PROBLEM REQUIREMENTS
Only the text is wanted; write out each record below exactly and exclude all pictures.

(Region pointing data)
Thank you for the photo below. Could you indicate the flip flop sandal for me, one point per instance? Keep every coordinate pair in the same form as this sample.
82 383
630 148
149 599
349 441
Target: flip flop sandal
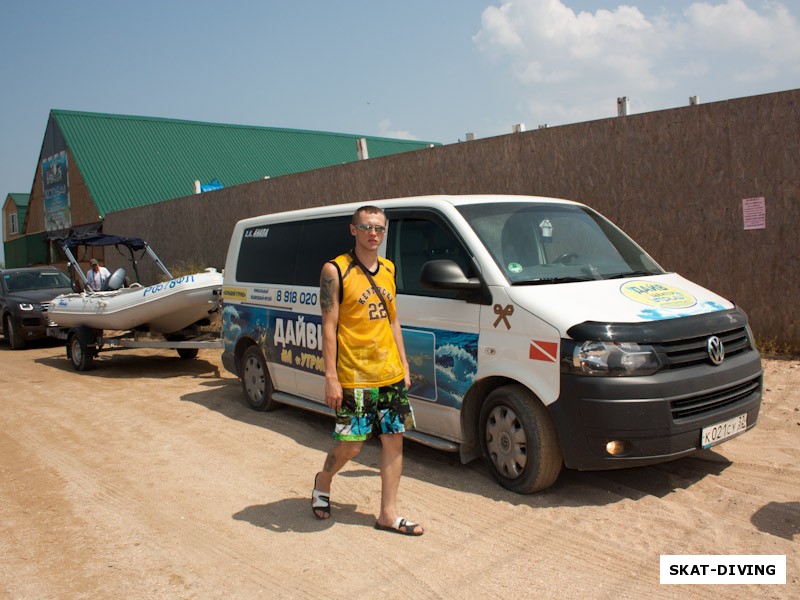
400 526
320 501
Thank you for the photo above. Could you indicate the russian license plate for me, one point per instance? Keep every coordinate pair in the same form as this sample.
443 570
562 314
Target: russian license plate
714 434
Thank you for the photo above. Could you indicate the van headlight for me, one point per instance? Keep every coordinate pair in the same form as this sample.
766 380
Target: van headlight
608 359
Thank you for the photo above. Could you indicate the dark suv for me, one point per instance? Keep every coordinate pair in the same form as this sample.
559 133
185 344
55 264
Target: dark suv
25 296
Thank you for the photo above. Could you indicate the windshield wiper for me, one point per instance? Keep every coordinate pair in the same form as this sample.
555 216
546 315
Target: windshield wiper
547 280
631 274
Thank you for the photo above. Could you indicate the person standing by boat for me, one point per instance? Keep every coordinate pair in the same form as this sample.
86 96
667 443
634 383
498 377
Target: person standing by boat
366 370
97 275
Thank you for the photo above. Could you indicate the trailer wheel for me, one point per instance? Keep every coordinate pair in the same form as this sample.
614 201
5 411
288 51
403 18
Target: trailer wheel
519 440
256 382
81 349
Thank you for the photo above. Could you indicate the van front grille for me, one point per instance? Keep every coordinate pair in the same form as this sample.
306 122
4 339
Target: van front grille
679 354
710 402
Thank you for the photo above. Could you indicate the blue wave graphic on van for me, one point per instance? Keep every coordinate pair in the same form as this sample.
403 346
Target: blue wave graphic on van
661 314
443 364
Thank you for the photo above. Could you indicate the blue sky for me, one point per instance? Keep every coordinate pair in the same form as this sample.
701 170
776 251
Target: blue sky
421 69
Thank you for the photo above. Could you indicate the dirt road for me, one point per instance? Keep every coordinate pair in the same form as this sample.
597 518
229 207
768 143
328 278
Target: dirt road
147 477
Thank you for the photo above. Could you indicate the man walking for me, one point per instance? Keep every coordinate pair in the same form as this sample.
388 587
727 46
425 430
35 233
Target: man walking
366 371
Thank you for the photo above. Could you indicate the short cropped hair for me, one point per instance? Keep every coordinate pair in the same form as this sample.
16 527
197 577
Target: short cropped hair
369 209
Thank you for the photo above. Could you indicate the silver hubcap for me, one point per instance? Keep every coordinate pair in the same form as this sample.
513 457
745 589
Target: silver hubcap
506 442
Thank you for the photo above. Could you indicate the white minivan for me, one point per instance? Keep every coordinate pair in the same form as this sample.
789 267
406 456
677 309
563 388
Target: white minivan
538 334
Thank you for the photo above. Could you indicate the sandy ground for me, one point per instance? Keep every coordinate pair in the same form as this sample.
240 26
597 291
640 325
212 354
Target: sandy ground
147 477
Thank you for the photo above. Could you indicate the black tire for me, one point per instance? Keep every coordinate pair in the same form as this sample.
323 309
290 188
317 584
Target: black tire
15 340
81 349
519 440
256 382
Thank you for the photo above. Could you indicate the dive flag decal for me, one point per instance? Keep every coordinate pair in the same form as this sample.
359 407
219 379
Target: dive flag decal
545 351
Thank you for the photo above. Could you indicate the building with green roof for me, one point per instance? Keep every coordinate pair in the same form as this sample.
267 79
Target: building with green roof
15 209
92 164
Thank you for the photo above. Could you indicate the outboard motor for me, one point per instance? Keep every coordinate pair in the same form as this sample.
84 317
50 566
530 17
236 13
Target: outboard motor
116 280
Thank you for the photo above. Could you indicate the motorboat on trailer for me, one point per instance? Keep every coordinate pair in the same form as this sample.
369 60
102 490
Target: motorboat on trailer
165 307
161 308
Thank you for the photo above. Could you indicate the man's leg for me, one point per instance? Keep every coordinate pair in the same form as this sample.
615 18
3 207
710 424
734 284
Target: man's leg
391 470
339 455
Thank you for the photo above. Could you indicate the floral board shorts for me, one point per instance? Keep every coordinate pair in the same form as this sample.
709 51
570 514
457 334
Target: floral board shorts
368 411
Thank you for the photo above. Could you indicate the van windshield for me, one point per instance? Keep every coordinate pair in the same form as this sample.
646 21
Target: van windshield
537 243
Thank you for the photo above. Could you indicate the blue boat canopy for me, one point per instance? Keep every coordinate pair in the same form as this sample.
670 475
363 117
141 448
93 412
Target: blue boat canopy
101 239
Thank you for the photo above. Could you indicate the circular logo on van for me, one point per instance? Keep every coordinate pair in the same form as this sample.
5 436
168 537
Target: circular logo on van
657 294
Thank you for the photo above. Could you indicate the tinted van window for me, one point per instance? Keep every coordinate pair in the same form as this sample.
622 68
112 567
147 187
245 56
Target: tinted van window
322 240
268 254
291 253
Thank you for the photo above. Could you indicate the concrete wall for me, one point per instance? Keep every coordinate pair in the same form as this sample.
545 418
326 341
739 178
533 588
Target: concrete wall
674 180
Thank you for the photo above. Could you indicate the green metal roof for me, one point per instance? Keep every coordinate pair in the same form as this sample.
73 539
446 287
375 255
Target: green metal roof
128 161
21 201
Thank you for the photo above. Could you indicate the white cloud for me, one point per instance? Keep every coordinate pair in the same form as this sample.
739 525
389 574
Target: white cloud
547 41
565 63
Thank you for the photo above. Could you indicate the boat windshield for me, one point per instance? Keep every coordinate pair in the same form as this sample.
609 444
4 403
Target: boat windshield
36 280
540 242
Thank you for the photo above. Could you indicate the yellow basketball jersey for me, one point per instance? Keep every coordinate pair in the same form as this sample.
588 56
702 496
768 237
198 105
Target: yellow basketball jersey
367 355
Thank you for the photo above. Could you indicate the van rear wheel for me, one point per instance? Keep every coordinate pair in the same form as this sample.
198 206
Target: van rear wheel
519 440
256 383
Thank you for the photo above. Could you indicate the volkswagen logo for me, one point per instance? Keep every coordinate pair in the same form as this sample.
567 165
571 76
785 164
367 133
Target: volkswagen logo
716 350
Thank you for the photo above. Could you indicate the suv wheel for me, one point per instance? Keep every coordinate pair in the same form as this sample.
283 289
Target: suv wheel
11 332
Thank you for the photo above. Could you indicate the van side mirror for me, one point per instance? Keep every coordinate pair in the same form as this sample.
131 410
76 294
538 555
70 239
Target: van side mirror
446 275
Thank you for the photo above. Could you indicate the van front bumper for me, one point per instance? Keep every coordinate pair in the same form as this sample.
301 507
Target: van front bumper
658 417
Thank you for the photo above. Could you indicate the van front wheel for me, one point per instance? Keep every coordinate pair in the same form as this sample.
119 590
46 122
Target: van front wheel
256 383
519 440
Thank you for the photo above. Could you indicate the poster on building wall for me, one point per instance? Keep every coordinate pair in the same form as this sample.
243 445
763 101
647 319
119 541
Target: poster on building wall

SOLVED EXERCISE
Thank you for the photo below. Could you indicate the flip flop sandal for me, one point per instance? Keep every coordinate pair in the same form as this sample.
82 383
630 148
149 599
349 441
Target: flip flop sandal
400 526
320 501
Thank you for the photo above. Could you indicate the russian license plate for me, one point per instance? Keep every coordinate pair in the same form as this sample.
443 570
562 314
Target: russian license plate
714 434
Thank you for the photo above. Could you indicate the van headlight for me, one point per instance? Keep every coordinate pair in the same form as this sample.
766 380
Target: van headlight
608 359
Thank you for the photo above. Could you indicate the dark suv for me, one point per instance? Keep every coordinate pair in the same form as this sample.
559 133
185 344
55 264
Target: dark suv
25 296
Thank you for the photo above. Could you indicate the windshield wiper for me, one point per instance? Keep every coordinate pair in the same form as this sample.
555 216
546 315
Target: windshield wiper
547 280
631 274
Thank you for the photo above. Could you indicate the person standing by boat for me, one point per instance? Keep every coordinate pair in the same form as this sample.
86 96
667 443
634 383
498 377
Target: person standing by boat
366 370
97 275
Thank you for the photo above. Could you indicate the trailer wheel for me, one point per instance? Keep every coordinate pair in the same form as this sample.
614 201
5 411
288 51
403 18
Target: trailer wheel
519 440
256 382
81 349
Thank you for the photo above. Could you indicate the van front grille for me, one point per instance? Keep every coordinate pair in the same form as this sample.
306 122
4 339
Target: van front grille
679 354
710 402
Thank you for the photo above. Could you indicate the blue wave graphic on van for me, one point per instance? Keep every coordinate pair in the same form as this sample.
403 346
Target: blue wave graphic on van
661 314
443 364
Thank you for the photo above. Could you indicate the blue sky for me, one point per instance? Keep every coordinate pair in the same form as this sample.
701 170
776 251
Target: blue sky
421 69
Thank you for the photo above. Could you indicate the dirt road for me, one point per instance? Keep every coordinate pair in the same form as this sample.
597 518
229 207
768 143
328 278
Target: dirt road
147 477
Thank you for the photo above. Could you indicate the man walking for me, one point per instance? Keep every coordinate pair in the same form as this sample.
388 587
727 46
425 430
35 233
Target: man walking
366 371
Thank you for the photo above. Could you indicate the short cropped hair for me, one point per instance? Keep every coordinate pair in the same form as this sample.
16 527
197 577
Target: short cropped hair
369 209
Thank you for the photo above. Could you indicate the silver hubcap for me, one point per instance? Keep every coordinate pair in the same form as this sample.
513 457
745 589
Target: silver hubcap
506 442
Thank you for the photo above. Could you indicate the white minivan for me, one point per instance? Keep every coordinate pair in the same form as this sample.
789 267
406 456
677 309
563 388
Target: white minivan
538 334
Thank you for the photo above. Could you indicate the sandy ground for me, one point per instance? Keep every coordinate pair in the same form as this sample.
240 26
597 291
640 325
212 354
Target: sandy ground
147 477
Thank you for the photo above. Could you indicate the black tire for me, one point per instance? Keep every coordinate pair in the same form as this sample.
323 309
290 188
317 584
Target: black tire
15 340
81 349
519 440
256 382
Thank you for the photo above. Could you indicate the dive flag decal for me, one point per instance? Keep every coordinate pair in the same form as this sample.
359 407
219 379
Target: dive flag decal
545 351
Thank you for the photo above. Could you indicate the building with green roof for me, one point per instance? Keep every coordinate pair in the same form as this sample.
267 79
Target: building with green roof
15 209
92 164
Thank you for the photo above. Could you indicate the outboard motor for me, one point per instance? Keep every coordinate pair in the same form as this sample.
84 317
50 566
530 17
236 13
Target: outboard motor
116 280
Thank you for the photo above. Could you indicate the motorboat on trailer for me, one point per instance? Keep every coordinate pair in the same form as this sample.
369 60
102 490
Target: motorboat on trailer
165 307
161 308
Thank you for the photo above. Could you indicate the man's leg for me, one point per instance? Keep every coordinate pair in the same form as this sample.
615 18
3 207
710 424
734 284
Target: man's leg
391 470
339 455
Thank you for the photo above. Could you indicate the floral board shorts for me, one point per instance? Keep every coordinate pair in the same form as this sample.
709 51
570 514
457 334
Target: floral board shorts
368 411
Thank you for the photo above. Could you indicate the van windshield for me, one point per instance? Keep every coordinate pair in the same form as this sample.
646 21
Target: van windshield
537 243
Thank you for the photo above. Could you indicate the blue boat canopy for me, one point per instance? Keep every coordinate pair in the same form as this sample.
670 475
363 117
141 448
93 412
Target: blue boat canopy
101 239
Thank you for the photo above. Could you indicate the circular logo on van for me, one point per instance? Keep every coordinate pair in the same form as this sample.
5 436
168 537
Target: circular logo on van
657 294
Thank you for the photo above. Could you indicate the tinted van window for me, one point per instance? Keep every coordinate pair in the same form as this sample.
622 68
112 567
147 187
245 56
Target: tinted van window
322 240
268 254
291 253
Thank you for the photo above. Could you indicate the concrete wall for me, one point per instance? Keep every coordinate pair in the same form as this sample.
545 418
326 341
739 178
533 588
Target: concrete wall
674 180
Thank you for the photo above. Could you indicate the green metal roof for me, one point per instance? Keep every coordinate pair in the same form as this sample.
73 539
446 287
375 255
Target: green metal roof
128 161
21 201
Thank you for the photo above. Could you indicate the white cloud for me, one point per instance? Keep every coordinate pair in the same form as this sample.
739 525
389 574
Target: white cloud
547 41
565 63
Thank you for the photo above. Could you indicate the boat windshield for me, one point per instance? Keep every coordinate pair in the same form as this sample.
609 444
4 403
Target: boat windshield
36 280
540 242
Thank you for the photo above. Could you indicate the yellow basketball jersey for me, one point per instance? Keep every coordinate pair in the same form as this sample.
588 56
702 496
768 237
198 105
Target: yellow basketball jersey
367 355
Thank you for the photo above. Could you indicate the van rear wheel for me, one point per instance? Keep every coordinate pair in the same form as this sample.
198 206
Target: van rear wheel
519 440
256 383
Thank you for the photo above. Could you indicate the volkswagen logo for me, one point per instance? Keep every coordinate pair in the same form as this sample.
567 165
571 76
785 164
367 133
Target: volkswagen logo
716 350
Thank you for the photo above. Could you indicate the suv wheel for me, one point per instance? Keep every coordinate pair in the same form as this sample.
283 289
Target: suv wheel
11 332
Thank you for the photo above. Could you indicate the van side mirror for me, one point per instance? Keep every coordinate pair in the same form as this sample.
131 410
76 294
538 555
70 239
Target: van side mirror
446 275
Thank you for the photo above. Could you indicate the van front bumper for me, one point per instance? Keep every coordinate pair in the same form as this sample.
301 507
Target: van front bumper
658 417
Thank you for the photo above. Could you indicate the van front wheel for me, one point per instance? Keep every coordinate pair in the same form as this sample.
119 590
46 122
Target: van front wheel
256 383
519 440
Thank you for the photo above. Could you indicate the poster on building wall for me, one point per instance? Keep every coordinate pair in the same form as this sample.
243 445
763 101
647 319
119 541
Target: poster on building wall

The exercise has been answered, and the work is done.